■ **What to work on**: Output, please, every line from the line that holds "Signal-phase audit: put a marker on every instance of the metal" to the end, exactly as written.
——
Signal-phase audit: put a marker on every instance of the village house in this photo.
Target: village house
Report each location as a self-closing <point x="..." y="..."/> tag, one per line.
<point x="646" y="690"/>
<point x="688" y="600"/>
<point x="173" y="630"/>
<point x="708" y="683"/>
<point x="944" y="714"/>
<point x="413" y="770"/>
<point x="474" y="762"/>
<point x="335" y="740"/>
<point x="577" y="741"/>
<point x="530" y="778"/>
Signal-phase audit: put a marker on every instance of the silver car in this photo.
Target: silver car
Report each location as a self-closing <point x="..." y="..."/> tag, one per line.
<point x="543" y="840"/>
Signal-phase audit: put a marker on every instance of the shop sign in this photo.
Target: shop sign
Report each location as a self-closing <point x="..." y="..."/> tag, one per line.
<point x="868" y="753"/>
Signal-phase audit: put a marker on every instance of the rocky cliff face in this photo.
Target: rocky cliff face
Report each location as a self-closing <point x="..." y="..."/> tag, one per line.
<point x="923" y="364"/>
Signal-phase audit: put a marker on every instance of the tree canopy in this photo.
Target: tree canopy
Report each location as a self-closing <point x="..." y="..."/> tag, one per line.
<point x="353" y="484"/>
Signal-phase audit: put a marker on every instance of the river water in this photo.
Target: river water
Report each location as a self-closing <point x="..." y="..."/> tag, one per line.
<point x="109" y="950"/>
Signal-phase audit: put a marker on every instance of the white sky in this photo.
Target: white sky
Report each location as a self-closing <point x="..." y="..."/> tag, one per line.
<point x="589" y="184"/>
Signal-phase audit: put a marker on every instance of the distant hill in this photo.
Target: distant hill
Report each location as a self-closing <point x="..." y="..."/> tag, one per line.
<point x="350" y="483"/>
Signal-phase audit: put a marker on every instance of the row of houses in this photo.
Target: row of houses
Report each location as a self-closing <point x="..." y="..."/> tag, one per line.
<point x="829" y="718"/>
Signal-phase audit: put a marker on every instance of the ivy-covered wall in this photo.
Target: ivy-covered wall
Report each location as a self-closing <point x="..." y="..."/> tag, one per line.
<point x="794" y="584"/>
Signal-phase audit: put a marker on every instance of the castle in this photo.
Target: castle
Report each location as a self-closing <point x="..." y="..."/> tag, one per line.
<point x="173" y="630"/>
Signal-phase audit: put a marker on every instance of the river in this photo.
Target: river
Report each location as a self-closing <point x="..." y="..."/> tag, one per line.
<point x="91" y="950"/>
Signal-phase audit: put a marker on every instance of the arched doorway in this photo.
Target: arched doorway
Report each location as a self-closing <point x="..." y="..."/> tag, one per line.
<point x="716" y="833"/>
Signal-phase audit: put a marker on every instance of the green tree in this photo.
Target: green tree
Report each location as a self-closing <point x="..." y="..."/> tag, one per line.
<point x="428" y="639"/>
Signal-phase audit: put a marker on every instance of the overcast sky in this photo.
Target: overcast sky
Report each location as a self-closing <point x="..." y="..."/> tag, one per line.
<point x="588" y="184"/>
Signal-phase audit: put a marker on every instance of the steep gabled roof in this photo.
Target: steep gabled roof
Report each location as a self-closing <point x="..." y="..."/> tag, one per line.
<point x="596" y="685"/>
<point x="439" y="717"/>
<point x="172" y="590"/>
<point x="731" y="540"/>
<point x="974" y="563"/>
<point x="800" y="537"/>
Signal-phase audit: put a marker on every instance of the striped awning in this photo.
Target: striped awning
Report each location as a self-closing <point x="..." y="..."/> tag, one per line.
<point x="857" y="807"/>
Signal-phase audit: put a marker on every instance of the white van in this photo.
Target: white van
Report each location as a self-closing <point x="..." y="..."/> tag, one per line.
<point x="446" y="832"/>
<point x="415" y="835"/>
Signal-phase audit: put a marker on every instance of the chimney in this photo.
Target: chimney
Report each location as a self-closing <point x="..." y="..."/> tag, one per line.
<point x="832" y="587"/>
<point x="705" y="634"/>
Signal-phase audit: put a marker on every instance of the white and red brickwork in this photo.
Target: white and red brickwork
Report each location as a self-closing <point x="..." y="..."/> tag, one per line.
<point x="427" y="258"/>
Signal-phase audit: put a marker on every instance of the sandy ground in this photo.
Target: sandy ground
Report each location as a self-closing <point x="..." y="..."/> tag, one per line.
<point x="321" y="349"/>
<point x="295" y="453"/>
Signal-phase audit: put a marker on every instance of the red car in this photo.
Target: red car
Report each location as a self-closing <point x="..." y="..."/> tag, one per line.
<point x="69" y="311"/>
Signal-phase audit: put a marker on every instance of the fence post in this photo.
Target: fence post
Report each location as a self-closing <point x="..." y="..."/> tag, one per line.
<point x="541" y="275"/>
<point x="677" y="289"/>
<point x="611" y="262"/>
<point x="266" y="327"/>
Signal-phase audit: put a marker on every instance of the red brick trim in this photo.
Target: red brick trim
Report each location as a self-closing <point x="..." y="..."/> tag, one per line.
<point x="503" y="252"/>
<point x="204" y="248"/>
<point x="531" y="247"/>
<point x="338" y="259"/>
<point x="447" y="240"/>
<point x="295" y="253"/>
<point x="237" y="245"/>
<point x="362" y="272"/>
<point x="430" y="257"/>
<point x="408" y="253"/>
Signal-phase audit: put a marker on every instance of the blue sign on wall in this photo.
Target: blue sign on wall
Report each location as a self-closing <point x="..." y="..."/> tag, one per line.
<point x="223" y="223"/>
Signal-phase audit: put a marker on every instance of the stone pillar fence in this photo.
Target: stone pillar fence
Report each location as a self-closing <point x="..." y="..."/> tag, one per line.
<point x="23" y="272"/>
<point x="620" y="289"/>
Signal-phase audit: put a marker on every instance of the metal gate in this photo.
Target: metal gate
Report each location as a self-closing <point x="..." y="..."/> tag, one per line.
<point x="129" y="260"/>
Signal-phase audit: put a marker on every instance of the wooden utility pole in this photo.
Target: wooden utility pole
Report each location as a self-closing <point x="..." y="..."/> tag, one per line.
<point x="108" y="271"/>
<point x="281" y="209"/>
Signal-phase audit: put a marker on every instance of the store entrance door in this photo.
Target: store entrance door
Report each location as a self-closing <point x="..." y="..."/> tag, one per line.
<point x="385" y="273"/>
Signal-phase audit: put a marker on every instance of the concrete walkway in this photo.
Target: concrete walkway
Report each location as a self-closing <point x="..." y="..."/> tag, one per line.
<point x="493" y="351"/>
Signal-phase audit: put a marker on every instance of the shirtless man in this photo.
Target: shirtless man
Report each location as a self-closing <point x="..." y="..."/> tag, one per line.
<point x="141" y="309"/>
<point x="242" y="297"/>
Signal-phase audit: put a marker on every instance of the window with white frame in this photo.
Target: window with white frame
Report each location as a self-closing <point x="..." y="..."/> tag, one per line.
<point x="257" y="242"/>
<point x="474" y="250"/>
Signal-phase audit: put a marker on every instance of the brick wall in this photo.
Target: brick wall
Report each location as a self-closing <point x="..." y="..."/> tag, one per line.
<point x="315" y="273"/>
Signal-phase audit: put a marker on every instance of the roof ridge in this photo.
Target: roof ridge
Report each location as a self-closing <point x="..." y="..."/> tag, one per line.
——
■ **Answer for the task**:
Signal-phase audit: put a marker on every instance of the metal gate in this photo.
Target: metal gate
Report each location as a self-closing <point x="..." y="..."/> tag, one per line.
<point x="129" y="260"/>
Signal-phase audit: put a marker on every instance of the wooden utility pole in this photo.
Target: wooden utility pole
Report each location as a self-closing <point x="..." y="..."/> tag, one per line.
<point x="108" y="271"/>
<point x="281" y="209"/>
Signal-phase audit: put a marker on every instance of the store entrance door in this photo.
Target: store entrance door
Report each location as a self-closing <point x="..." y="..."/> tag, one per line.
<point x="385" y="273"/>
Signal-phase audit: put a marker on every instance of the concrete walkway in this photo.
Target: concrete walkway
Report each location as a self-closing <point x="..." y="..."/> tag, one per line.
<point x="493" y="351"/>
Signal-phase audit: put a marker on every instance of the shirtless man in this photo.
Target: shirtless man
Report each location as a self-closing <point x="..." y="..."/> tag, one per line.
<point x="141" y="309"/>
<point x="242" y="297"/>
Signal-phase audit: put a marker on every instance of the window with white frame in this photo.
Target: window with white frame
Report each location as a self-closing <point x="..." y="..."/> tag, one per line.
<point x="257" y="242"/>
<point x="474" y="250"/>
Signal-phase audit: put a marker on every instance of the brick wall in this photo.
Target: brick wall
Report each location as a self-closing <point x="..." y="..."/> tag, one per line.
<point x="315" y="273"/>
Signal-phase audit: put a marker on every instance of the roof ridge in this photo.
Target: roof ridge
Report each location as a self-closing <point x="..." y="..."/> tag, one per line.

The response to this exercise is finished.